# AIM
Beginning with the line containing "Output form: <point>22,245</point>" and ending with the last line, repeat the records exactly.

--- begin LISTED RECORDS ---

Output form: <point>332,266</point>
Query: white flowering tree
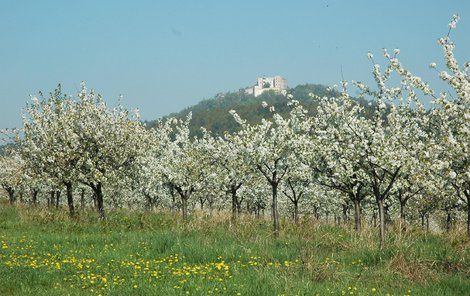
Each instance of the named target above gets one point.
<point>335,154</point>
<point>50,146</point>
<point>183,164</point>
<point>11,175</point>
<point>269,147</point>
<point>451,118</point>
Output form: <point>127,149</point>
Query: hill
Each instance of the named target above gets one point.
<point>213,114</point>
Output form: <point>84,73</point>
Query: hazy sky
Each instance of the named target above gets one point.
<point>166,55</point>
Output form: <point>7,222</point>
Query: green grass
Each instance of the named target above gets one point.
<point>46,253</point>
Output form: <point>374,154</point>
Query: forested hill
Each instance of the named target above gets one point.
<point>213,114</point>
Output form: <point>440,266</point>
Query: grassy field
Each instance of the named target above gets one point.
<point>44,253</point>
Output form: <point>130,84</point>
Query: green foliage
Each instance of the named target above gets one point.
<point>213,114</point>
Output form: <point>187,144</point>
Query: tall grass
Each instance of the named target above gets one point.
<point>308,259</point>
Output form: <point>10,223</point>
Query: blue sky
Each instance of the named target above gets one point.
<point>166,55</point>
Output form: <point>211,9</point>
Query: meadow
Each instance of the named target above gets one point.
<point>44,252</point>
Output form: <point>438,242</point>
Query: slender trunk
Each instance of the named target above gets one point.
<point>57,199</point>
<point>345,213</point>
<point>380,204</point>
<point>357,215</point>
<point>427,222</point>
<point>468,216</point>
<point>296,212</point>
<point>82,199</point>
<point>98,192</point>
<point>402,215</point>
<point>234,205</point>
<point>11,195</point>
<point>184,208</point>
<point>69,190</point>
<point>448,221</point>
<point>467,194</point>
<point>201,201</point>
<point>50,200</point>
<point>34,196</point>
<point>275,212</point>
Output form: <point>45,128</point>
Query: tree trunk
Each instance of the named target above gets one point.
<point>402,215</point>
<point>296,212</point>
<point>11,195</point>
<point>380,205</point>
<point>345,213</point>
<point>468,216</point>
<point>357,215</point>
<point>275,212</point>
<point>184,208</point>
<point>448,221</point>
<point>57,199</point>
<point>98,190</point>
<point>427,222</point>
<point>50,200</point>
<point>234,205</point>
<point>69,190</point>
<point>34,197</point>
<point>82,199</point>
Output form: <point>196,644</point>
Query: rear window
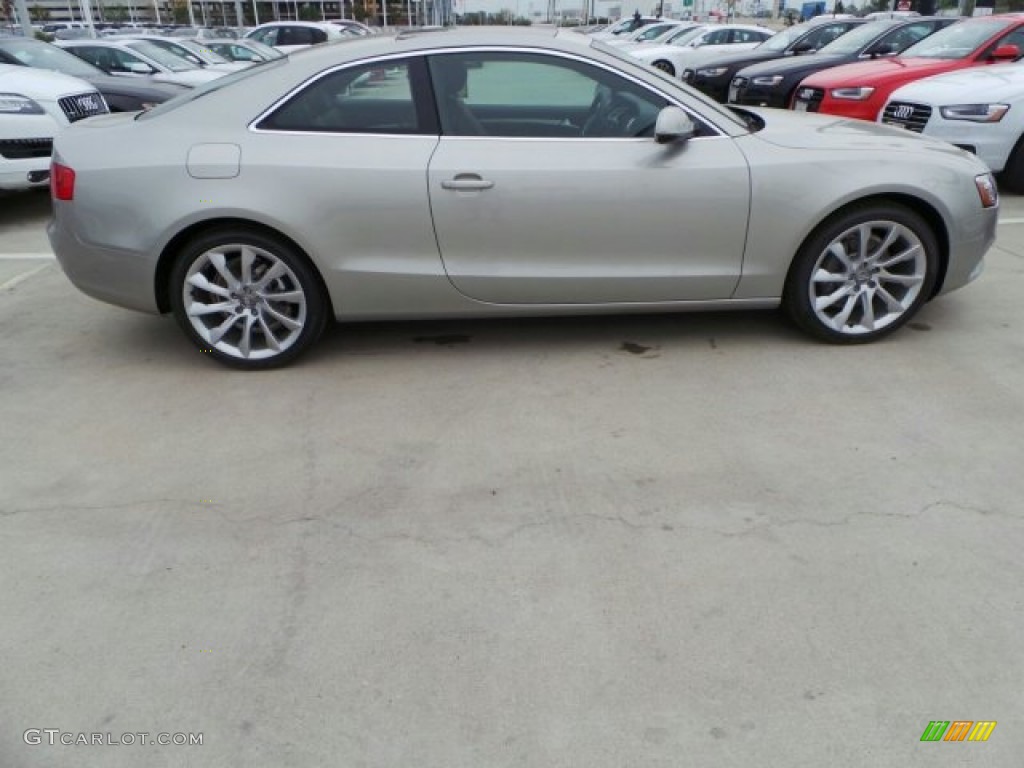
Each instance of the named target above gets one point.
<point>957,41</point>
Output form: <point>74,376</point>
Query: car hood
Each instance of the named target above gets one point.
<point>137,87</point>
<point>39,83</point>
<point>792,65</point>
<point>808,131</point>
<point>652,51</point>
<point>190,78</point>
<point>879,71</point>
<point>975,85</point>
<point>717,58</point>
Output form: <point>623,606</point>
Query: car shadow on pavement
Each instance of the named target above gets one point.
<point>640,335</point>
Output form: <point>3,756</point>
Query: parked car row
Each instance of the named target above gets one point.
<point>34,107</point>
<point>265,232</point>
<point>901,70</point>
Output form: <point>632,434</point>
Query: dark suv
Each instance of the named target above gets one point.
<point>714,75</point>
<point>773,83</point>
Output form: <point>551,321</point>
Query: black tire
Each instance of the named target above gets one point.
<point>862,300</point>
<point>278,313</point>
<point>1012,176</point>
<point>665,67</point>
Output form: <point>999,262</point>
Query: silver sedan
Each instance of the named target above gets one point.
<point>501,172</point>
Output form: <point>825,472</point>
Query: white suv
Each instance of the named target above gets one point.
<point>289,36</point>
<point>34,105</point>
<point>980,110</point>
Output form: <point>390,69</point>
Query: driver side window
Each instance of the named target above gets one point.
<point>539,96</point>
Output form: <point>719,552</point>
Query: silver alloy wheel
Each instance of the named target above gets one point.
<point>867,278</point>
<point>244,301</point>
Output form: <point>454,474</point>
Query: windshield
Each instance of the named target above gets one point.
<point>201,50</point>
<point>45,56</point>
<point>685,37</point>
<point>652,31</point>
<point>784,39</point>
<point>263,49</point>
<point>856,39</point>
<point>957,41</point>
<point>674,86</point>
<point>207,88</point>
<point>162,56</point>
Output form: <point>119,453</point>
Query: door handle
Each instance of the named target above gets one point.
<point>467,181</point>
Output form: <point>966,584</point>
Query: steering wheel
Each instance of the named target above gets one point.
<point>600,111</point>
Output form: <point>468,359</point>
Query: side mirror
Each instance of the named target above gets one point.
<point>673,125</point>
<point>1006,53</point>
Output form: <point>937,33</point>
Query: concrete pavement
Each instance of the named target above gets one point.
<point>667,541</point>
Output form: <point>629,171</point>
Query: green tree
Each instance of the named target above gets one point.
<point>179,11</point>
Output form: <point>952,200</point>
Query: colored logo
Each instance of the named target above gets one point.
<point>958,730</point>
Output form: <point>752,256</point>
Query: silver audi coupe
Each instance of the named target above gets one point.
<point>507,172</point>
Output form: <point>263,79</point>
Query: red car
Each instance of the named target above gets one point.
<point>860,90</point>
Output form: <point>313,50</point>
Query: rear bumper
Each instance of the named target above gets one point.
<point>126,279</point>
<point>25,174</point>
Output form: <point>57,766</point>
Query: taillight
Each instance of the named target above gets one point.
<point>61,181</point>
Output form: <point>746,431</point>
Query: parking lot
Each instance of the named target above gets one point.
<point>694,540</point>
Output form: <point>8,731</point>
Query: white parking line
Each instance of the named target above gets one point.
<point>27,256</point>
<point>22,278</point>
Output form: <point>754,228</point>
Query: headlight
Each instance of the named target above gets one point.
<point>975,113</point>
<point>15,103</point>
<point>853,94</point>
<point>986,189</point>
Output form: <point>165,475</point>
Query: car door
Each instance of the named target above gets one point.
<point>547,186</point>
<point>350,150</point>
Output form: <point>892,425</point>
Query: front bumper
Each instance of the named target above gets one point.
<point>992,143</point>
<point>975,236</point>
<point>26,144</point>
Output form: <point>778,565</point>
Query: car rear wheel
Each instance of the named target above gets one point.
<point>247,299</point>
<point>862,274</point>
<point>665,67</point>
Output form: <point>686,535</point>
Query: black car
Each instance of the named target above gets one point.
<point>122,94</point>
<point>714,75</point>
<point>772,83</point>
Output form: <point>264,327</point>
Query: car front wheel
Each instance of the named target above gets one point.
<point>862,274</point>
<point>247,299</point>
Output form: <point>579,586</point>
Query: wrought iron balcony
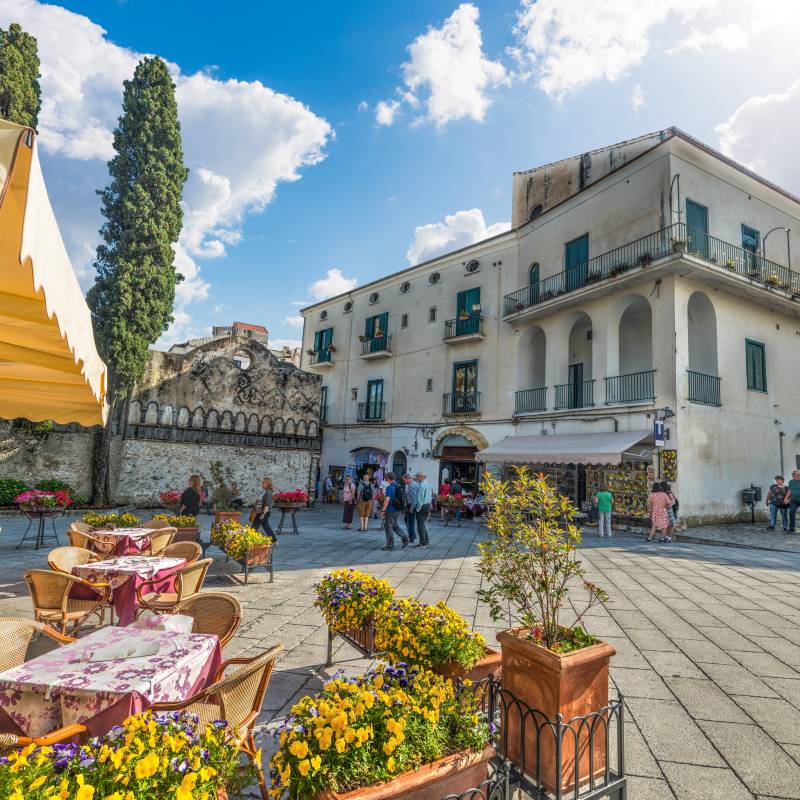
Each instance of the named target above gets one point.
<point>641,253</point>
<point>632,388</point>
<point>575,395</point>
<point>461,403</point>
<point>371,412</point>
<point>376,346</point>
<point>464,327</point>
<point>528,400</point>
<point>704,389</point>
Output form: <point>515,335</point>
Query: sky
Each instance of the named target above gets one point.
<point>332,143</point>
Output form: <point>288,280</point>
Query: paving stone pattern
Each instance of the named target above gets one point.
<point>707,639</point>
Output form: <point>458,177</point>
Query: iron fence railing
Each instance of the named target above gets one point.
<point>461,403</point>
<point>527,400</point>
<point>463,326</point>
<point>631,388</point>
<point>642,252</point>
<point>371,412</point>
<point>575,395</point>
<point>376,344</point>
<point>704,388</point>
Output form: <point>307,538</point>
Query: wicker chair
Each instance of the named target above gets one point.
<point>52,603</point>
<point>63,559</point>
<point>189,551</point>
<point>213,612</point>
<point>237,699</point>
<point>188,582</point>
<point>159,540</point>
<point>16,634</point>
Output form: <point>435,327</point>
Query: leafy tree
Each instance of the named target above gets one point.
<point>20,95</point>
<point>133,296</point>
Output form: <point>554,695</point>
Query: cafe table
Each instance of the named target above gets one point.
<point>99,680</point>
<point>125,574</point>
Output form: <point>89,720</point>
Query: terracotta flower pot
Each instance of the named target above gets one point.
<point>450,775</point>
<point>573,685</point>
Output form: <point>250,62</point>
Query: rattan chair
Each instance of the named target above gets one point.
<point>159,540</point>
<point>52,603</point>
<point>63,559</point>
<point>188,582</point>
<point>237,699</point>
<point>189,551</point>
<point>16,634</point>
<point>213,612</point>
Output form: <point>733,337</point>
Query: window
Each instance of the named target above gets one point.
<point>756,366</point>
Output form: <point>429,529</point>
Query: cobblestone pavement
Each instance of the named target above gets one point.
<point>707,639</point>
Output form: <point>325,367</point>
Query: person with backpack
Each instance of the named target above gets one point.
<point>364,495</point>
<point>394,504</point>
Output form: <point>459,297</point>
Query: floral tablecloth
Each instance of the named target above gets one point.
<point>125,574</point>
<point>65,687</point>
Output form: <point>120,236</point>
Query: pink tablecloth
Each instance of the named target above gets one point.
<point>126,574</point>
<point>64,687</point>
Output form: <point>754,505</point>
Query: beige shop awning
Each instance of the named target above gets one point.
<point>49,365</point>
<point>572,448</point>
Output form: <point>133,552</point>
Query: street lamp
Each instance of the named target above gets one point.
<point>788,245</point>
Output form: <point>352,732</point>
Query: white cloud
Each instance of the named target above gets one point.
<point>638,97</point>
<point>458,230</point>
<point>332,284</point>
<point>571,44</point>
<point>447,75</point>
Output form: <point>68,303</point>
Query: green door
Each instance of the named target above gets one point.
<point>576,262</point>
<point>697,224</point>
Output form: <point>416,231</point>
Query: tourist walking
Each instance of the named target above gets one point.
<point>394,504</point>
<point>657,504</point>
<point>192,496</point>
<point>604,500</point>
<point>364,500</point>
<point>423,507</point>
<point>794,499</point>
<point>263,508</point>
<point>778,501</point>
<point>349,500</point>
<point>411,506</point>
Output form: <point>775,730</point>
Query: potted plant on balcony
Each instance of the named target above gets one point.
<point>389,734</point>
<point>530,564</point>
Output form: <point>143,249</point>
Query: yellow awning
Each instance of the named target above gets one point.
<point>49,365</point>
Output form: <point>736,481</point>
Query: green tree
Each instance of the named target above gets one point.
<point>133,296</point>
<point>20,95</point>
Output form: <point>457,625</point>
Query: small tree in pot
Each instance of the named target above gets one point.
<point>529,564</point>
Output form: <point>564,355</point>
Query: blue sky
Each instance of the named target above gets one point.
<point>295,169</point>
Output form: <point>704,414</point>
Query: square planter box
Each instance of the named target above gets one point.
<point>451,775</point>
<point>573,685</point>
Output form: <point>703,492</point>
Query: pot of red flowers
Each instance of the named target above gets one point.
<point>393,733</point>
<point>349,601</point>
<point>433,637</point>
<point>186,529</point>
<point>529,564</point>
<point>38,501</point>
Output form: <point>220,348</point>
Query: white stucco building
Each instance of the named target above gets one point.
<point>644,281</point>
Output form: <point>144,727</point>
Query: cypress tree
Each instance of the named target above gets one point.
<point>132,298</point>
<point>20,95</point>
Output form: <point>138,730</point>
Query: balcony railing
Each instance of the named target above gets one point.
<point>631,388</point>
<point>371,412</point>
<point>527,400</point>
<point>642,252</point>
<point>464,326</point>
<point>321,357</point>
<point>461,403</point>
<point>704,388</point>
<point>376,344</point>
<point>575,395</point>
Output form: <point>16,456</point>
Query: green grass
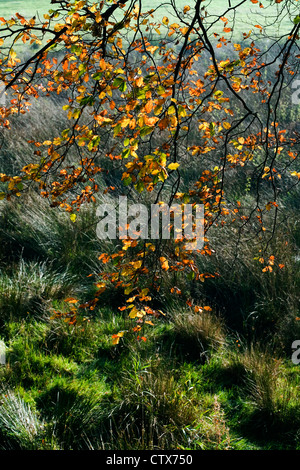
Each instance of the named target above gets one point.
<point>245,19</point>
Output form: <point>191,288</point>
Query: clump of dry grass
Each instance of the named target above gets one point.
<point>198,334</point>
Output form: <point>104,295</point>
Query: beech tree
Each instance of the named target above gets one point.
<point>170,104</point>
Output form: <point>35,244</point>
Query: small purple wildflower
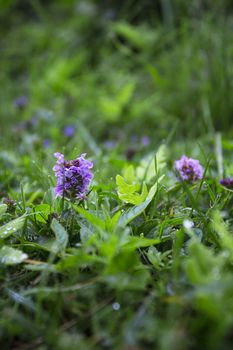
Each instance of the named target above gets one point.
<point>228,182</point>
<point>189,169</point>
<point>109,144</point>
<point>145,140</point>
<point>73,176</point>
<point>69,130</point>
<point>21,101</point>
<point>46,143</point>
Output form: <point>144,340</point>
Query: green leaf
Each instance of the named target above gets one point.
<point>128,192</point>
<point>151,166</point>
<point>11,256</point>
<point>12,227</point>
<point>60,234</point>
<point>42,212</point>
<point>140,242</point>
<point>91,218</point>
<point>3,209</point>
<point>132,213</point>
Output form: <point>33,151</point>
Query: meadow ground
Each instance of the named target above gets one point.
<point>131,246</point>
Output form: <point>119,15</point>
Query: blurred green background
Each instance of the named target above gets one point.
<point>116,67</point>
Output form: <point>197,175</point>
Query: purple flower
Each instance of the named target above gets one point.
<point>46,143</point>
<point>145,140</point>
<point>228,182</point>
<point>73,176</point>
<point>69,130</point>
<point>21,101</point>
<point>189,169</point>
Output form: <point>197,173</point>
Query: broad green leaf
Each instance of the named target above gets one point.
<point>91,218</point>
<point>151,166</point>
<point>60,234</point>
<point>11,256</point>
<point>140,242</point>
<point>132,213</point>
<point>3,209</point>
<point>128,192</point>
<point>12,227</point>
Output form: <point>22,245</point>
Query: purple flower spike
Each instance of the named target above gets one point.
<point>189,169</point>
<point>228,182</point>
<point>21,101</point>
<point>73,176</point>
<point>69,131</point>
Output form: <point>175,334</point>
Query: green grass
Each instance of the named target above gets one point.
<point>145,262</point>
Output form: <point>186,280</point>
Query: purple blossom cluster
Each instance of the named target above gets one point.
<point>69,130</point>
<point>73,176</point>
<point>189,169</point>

--- end LISTED RECORDS ---

# THE OUTPUT
Output form: <point>22,245</point>
Query: purple flower spike
Each instance of the named target above gets one point.
<point>189,169</point>
<point>228,182</point>
<point>21,101</point>
<point>73,176</point>
<point>69,131</point>
Output form: <point>175,334</point>
Query: green grass
Each instance of the named target above gets one point.
<point>145,262</point>
Output form: <point>186,280</point>
Query: purple blossom cluster
Each instance of the named target above gets one point.
<point>69,130</point>
<point>73,176</point>
<point>189,169</point>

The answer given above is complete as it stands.